Speaking & Presentations
I’m fortunate to have opportunities to share work and ideas with the international design community through regular speaking engagements. This is a collection of presentations, workshops, and tutorials I’ve delivered at design and technology events over the past few years.
For those who prefer listening, links to interviews recorded on some of these same topics are gathered below.
The Language of Discovery: Designing Big Data Interfaces and Interactions Enterprise Search Europe
Discovery and the Age of Insight: Walmart EIM Open House 2013 Invited Keynote: Walmart Internal Event
The Language of Discovery: A Toolkit For Designing Big Data Experiences Strata NY
Designing Big Data Interactions UX Australia
The Language of Discovery: A Grammar For Designing Big Data Interactions UX Lisbon
Playing Well With Others: Design for Augmented Reality The Web and Beyond
Social Interaction Design for Augmented Reality IA Konferenz
Understanding Frameworks IA Summit Workshop
The Next Wave of AR: Exploring Social Augmented Experiences Where 2.0
Designing Information Experiences Janus Boye Conference
Learning From Games, European IA Summit
Killzone.com, a Massively Social Online Game, Keynote, Netherlands Festival of Games 2009
Lessons In Designing Information Retrieval Experiences, Enterprise Search Summit 2009
Beyond Findability Workshop, 2009 Information Architecture Summit
Evolution of a Social Game Experience & Community Architecture, Keynote, 3rd Italian IA Summit
Frameworks are the Future, 2008 European Information Architecture Summit
Effective IA For Enterprise Portals, 2008 Information Architecture Summit
The DIY Future: When Everyone Designs Social Media, BlogTalk 2008
Future Experience, Keynote, Italian Information Architecture Summit 2007
Perspectives on Ethics, EuroIA Summit 2007
Lessons from Failure, 2007 Information Architecture Summit
Executive Dashboards, 2005 Information Architecture Summit
The Language of Discovery: Designing Big Data Interfaces and Interactions
Slides for “Big Data Is Not the Insight: The Language of Discovery” sharing our evolving perspective on discovery and its relationship to big data with the audience at the Enterprise Search Europe conference in London. Our point of view is rooted in our (ongoing) deep research into discovery needs and activities in both enterprise and consumer domains, and it is always exciting to share our latest understanding and insights.
The Language of Discovery: A Toolkit For Designing Big Data Interactions
O’Reilly media published the video recording of my presentation on The Language of Discovery: A Toolkit For Designing Big Data Interactions from last year’s (2012) Strata conference in NY.
Discovery and the Age of Insight: Walmart EIM Open House 2013
For the audience at Walmart, as part of the broader framing for the Age of Insight, I took the opportunity to share findings from some of the recent research we’ve done on Data Science (that’s right, we’re studying data science). We’ve engaged consistently with data science practitioners for several years now (some of the field’s leaders are alumni of Endeca), as part of our ongoing effort to understand the changing nature of analytical and sense making activities, the people undertaking them, and the contexts in which they take place. We’ve seen the discipline emerge from an esoteric specialty into full mainstream visibility for the business community. Interpreting what we’ve learned about data science through a structural and historic perspective lead me to draw a broad parallel between data science now and natural philosophy at its early stages of evolution.

SUPPLIED RECORDS:

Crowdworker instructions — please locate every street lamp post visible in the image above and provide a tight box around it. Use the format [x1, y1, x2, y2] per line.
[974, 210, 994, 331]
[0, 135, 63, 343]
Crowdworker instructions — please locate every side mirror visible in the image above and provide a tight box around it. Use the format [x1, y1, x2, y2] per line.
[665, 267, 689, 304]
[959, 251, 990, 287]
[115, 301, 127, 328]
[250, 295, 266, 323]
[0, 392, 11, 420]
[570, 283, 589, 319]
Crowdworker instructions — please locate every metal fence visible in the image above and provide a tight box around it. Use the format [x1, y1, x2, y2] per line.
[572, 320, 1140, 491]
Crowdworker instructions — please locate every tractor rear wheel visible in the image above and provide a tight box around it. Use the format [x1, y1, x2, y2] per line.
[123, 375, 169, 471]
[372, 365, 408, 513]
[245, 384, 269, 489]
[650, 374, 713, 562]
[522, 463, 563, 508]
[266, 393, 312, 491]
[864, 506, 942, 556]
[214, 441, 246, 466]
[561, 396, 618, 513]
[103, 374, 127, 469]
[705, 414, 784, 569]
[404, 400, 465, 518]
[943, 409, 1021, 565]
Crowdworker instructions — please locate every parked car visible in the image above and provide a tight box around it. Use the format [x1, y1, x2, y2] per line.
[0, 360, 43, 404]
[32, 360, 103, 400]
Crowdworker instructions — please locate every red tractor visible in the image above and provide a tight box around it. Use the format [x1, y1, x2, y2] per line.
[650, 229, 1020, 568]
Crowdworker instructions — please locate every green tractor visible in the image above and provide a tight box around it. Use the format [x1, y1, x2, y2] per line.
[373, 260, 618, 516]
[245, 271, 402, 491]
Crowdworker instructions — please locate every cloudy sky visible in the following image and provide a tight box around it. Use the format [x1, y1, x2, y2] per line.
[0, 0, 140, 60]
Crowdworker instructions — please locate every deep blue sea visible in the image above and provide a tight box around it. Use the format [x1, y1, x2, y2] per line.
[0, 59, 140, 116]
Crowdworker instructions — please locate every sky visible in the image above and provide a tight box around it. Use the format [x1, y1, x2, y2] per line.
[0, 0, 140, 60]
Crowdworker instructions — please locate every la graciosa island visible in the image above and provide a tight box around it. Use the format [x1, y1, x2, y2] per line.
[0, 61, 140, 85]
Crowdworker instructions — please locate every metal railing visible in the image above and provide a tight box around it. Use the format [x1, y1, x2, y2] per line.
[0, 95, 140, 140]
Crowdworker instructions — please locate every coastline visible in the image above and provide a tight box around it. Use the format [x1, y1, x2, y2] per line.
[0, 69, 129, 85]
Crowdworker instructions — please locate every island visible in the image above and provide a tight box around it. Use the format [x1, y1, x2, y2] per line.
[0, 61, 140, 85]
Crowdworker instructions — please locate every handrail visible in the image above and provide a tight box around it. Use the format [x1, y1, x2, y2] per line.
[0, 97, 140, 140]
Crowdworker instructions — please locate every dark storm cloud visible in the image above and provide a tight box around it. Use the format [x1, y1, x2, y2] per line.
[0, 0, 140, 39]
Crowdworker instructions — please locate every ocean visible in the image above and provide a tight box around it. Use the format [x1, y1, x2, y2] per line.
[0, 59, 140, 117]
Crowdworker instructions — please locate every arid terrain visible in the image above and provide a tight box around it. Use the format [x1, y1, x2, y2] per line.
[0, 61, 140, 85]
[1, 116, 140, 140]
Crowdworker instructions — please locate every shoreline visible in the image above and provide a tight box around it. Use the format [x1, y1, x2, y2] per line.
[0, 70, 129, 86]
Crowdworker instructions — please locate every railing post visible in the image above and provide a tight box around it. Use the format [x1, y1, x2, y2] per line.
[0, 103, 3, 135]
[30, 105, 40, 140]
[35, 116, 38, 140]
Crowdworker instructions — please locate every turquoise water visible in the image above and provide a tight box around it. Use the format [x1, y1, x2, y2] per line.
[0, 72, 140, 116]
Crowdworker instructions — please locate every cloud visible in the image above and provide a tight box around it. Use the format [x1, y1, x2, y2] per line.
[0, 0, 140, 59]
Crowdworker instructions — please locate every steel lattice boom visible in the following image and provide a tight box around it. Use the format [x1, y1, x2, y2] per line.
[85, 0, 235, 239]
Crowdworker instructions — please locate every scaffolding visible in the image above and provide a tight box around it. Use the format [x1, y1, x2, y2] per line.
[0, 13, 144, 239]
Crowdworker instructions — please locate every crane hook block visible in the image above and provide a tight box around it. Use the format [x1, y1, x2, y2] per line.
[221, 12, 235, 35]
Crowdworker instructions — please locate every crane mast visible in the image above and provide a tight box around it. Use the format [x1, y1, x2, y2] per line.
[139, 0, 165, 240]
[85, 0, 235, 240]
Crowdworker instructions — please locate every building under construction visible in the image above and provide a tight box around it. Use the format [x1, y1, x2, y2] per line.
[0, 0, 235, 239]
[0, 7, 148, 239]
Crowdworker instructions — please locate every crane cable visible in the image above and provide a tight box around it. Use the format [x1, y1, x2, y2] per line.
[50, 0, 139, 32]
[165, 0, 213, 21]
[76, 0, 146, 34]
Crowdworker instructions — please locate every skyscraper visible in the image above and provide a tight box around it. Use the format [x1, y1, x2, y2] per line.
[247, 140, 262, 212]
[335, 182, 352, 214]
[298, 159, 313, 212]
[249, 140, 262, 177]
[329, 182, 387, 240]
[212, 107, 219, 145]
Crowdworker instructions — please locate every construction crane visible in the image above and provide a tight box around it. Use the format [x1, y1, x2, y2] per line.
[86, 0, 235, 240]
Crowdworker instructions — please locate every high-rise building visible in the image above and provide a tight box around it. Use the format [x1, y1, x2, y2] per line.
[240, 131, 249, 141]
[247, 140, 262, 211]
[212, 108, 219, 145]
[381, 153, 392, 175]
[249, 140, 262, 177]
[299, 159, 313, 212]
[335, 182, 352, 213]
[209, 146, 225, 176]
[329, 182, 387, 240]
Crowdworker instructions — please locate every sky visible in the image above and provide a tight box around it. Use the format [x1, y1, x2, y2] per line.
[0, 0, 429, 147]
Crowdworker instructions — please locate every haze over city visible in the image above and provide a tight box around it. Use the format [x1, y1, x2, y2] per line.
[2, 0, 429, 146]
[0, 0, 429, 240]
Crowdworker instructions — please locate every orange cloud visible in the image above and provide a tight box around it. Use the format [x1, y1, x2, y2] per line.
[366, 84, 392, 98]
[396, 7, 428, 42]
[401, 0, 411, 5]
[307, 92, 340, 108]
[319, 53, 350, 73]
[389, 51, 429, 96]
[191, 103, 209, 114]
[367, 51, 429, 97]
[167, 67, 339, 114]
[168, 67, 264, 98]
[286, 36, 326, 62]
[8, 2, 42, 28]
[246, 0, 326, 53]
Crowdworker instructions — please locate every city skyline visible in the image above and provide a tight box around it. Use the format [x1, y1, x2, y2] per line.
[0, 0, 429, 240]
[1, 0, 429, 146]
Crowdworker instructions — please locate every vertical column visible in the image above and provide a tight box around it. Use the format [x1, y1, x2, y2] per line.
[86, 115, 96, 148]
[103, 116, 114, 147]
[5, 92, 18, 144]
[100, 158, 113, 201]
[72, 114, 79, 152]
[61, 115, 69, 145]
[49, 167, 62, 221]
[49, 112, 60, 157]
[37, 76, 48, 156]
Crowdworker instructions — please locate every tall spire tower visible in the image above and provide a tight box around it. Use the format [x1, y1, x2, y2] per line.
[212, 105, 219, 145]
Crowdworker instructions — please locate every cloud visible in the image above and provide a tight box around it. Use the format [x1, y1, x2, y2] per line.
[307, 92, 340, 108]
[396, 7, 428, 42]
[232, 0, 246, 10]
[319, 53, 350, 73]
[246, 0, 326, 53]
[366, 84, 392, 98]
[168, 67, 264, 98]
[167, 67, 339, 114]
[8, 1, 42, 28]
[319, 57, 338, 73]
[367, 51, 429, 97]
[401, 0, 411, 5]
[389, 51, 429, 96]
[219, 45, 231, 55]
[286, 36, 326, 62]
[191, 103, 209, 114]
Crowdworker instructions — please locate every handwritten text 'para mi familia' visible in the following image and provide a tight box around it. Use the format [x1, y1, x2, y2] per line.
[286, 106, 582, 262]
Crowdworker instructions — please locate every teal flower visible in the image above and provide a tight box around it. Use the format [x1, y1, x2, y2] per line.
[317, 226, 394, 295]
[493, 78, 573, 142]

PROBLEMS AND TASKS:
1. According to the speaking and presentations page, at which conference in London were the slides for "Big Data Is Not the Insight: The Language of Discovery" presented?
2. Carry the speaking and presentations page forward from its final sentence.
These records come from a separate source.

ANSWERS PER TASK:
1. Enterprise Search Europe.

2.
We also shared some exciting new models for enterprise information engagement; crafting scenarios using the language of discovery to describe information needs and activity at the level of discovery architecture, IT portfolio planning, and knowledge management (which correspond to UX, technology, and business perspectives as applied to larger scales and via business dialog) — demonstrating the versatility of the language as a source of linkage across separate disciplines.
But the primary message I wanted to share is that discovery is the most important organizational capability for the era. More on this in follow up postings that focus on smaller chunks of the thinking encapsulated in the full deck of slides.
The Language of Discovery: A Toolkit For Designing Big Data Experiences
Slides from my presentation at Strata NY. I shared quite a bit of new material with the audience at Strata: most notably a new collection of mode chains and example scenarios capturing patterns in discovery activity in the consumer domain, to complement our understanding of and descriptive patterns for enterprise-centered sense making.
Designing Big Data Interactions
Slides from my talk at UX Australia.
The Language of Discovery: A Grammar For Designing Big Data Interactions
I’ve posted the slides from my UXLX talk on the Language of Discovery. From the practical perspective, if you’re looking for a way to describe discovery and sense making needs and activities, there’s no better resource than this. And the LOD is well-grounded from the methodological and research perspectives, having roots in HCIR, cognitive science, and a number of other academic disciplines that contribute to the toolkit for understanding human interaction with information and discovery activity.
Also, the Lanyrd page for the talk aggregates the slides, sketch notes, and pointers to some other resources.
Playing Well With Others: Interaction Design and Social Design for Augmented Reality
Video of my talk “Playing Well With Others: Interaction Design and Social Design for Augmented Reality” at the Web and Beyond 2010 in Amsterdam. It’s couched as a collection of design principles for the oncoming category of social augmented interactions made possible by the new medium of augmented reality. But this talk is also a call to action for all makers of experiences for the emerging engagement space of everyware to focus on the human and the humane perspectives as we explore the new interactions made possible.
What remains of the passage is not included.